INFORMATION SHOWN:
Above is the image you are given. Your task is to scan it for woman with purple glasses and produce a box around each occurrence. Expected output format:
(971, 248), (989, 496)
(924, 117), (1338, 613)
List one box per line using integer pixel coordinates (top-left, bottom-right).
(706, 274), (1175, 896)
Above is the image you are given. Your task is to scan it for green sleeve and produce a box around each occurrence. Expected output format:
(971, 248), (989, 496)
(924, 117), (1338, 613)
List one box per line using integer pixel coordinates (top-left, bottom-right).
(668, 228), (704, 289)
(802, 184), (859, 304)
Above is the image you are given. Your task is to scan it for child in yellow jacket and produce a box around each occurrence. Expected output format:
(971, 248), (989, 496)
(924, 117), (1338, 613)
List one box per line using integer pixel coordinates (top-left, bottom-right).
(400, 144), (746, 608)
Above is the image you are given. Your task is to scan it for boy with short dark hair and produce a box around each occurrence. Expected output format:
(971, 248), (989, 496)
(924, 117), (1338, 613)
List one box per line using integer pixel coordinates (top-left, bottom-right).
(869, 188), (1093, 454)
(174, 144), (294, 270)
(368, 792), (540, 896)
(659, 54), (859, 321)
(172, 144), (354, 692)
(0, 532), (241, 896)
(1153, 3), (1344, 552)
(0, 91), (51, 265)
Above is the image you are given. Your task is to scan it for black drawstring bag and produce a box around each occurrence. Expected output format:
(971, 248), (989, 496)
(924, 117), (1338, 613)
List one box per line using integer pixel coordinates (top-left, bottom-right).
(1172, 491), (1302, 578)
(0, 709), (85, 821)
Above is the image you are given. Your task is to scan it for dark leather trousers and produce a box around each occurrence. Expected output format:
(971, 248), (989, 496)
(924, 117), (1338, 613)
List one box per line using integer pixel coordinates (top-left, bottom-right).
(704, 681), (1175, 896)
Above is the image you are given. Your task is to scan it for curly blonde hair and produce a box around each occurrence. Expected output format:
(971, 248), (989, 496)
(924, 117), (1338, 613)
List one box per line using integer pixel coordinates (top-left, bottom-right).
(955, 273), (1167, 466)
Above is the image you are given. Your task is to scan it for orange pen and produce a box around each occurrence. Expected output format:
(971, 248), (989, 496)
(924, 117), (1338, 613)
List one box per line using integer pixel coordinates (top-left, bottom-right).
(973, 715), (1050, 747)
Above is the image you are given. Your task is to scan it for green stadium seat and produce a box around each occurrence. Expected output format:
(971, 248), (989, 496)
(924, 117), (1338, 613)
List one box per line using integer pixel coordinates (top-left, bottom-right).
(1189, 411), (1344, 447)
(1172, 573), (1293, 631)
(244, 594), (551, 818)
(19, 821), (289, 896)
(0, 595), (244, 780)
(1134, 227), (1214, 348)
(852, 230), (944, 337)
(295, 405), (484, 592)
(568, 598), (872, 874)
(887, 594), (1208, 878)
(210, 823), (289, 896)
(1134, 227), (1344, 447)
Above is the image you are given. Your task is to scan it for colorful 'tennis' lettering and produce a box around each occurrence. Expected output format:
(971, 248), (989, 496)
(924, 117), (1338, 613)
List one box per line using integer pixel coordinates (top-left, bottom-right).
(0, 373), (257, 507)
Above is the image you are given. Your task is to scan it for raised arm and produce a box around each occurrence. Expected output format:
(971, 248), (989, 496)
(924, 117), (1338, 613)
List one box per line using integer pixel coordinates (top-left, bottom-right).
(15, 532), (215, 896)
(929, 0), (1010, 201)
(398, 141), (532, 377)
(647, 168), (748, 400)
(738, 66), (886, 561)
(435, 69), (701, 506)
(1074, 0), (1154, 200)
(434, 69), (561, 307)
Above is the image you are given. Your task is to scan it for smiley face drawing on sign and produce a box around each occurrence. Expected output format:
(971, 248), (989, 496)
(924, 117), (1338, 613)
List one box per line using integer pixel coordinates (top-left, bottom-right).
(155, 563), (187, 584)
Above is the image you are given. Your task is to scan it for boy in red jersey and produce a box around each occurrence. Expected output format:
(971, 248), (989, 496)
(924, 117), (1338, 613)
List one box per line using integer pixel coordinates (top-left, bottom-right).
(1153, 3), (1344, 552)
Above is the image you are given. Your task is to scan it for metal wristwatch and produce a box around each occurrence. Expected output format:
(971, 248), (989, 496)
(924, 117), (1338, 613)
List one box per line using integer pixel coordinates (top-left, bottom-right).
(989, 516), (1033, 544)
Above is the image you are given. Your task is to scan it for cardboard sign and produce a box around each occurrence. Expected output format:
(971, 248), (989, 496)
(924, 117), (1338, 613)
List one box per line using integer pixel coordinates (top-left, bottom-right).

PROBLEM DETAILS:
Return every line of the data above verbatim, without changing anything.

TASK RESPONSE:
Above is the image you are given. Your task is to scan it for woman with purple glasses and produce a box around each occurrence. Expected output format:
(971, 248), (989, 496)
(924, 117), (1338, 613)
List one box per line using integer pixel coordinates (top-left, bottom-right).
(706, 274), (1175, 896)
Above is the image you are given. Your task is to scan it for green sleeve and produce a box around each occurrence. Expected output format:
(971, 248), (989, 496)
(924, 117), (1338, 613)
List one box per line using integer pixel coordinates (top-left, bottom-right).
(668, 228), (704, 289)
(802, 184), (859, 304)
Above is the image you are given. Your task is to scan it for child in yellow jacket and produce a box around each occurrence. Expected output format:
(971, 248), (989, 496)
(924, 117), (1338, 613)
List one box per line using integer pixel coordinates (top-left, bottom-right).
(400, 144), (746, 608)
Above is the image you are given. Your task is to scan it for boy with short dark hair and produce a box around each occurrence. Expected output format:
(971, 248), (989, 496)
(924, 117), (1338, 613)
List one box per line using integer pixel coordinates (top-left, bottom-right).
(869, 188), (1093, 454)
(174, 144), (294, 270)
(368, 792), (540, 896)
(659, 54), (859, 321)
(172, 144), (354, 692)
(0, 532), (241, 896)
(1153, 3), (1344, 552)
(0, 91), (51, 265)
Above is the image you are given. Your task is to scan it for black drawstring bag and produce a box around each occurrence. Expected output format:
(971, 248), (989, 496)
(924, 117), (1338, 613)
List one box per line using integer pixel coordinates (top-left, bottom-right).
(1172, 491), (1302, 578)
(0, 709), (85, 821)
Above is the image you are given. Your task is to scan it for dark leather trousers and produce a box around each occurrence. Expected output format:
(971, 248), (989, 496)
(924, 117), (1338, 613)
List one box per line using integer pixel coordinates (top-left, bottom-right).
(704, 681), (1175, 896)
Above is the image you are given. Your task is to scan it for curly blonde hair and produce a box around each occurrence. Expected output format:
(971, 248), (989, 496)
(924, 117), (1338, 613)
List one box per line using integer pixel coordinates (top-left, bottom-right).
(955, 273), (1167, 466)
Above is the image you are given. Your task is to scan it for orange pen and produce a box around each occurrence. Expected output format:
(971, 248), (989, 496)
(924, 117), (1338, 613)
List one box per line using integer pixel coordinates (top-left, bottom-right).
(973, 715), (1050, 747)
Above is the image you are given. Your task is to scan it for green stadium seat and produce a box around each occurrence. Expected output format:
(971, 248), (989, 496)
(924, 117), (1338, 613)
List one box per line using integer pixel coordinates (top-left, bottom-right).
(1189, 411), (1344, 447)
(1172, 573), (1293, 631)
(244, 594), (551, 818)
(19, 821), (289, 896)
(0, 595), (244, 780)
(1134, 227), (1214, 348)
(852, 230), (944, 337)
(295, 405), (484, 592)
(568, 598), (872, 874)
(887, 594), (1208, 878)
(210, 823), (289, 896)
(1134, 227), (1344, 447)
Above is the image you are given. Your task is to scan it for colorful 'tennis' lettering and produce a box around each occurrence. Expected output format:
(971, 248), (989, 496)
(924, 117), (1338, 613)
List one box per line using integer pixel coordinates (top-left, bottom-right).
(0, 373), (257, 507)
Above is the image you are given. Your task is to scan it for raised arm and produce a box around each occurrence. Expected output format:
(971, 248), (989, 496)
(924, 117), (1338, 613)
List one box per line using integer pixel coordinates (top-left, bottom-right).
(15, 532), (215, 896)
(929, 0), (1010, 201)
(398, 141), (532, 377)
(647, 168), (748, 400)
(738, 66), (886, 561)
(435, 69), (701, 506)
(1074, 0), (1154, 200)
(434, 69), (561, 307)
Above is the image you are given. Your task is to scan it for smiley face drawing on sign and produce a box around each occurrence. Expected output format:
(971, 248), (989, 496)
(924, 117), (1338, 613)
List one box per line using integer pixel coordinates (top-left, bottom-right).
(155, 563), (187, 584)
Above is the image you are given. Your task is to scan it for boy in red jersey and produce a box around each occurrence. Expected output format:
(971, 248), (989, 496)
(924, 117), (1338, 613)
List one box per line using integer pixel coordinates (top-left, bottom-right).
(1153, 3), (1344, 552)
Above is the image you are given. Your task is to scan it for metal wristwatch and produce a box around each occurrence. Expected output format:
(971, 248), (989, 496)
(924, 117), (1338, 613)
List one box per line using integer pixel coordinates (top-left, bottom-right).
(989, 516), (1033, 544)
Above is the image you are given. Your task is to scan it for cardboard sign and produce a box around each occurrence. Expected output format:
(971, 248), (989, 496)
(924, 117), (1338, 613)
List one box per line using integer pixel coordinates (top-left, bottom-right).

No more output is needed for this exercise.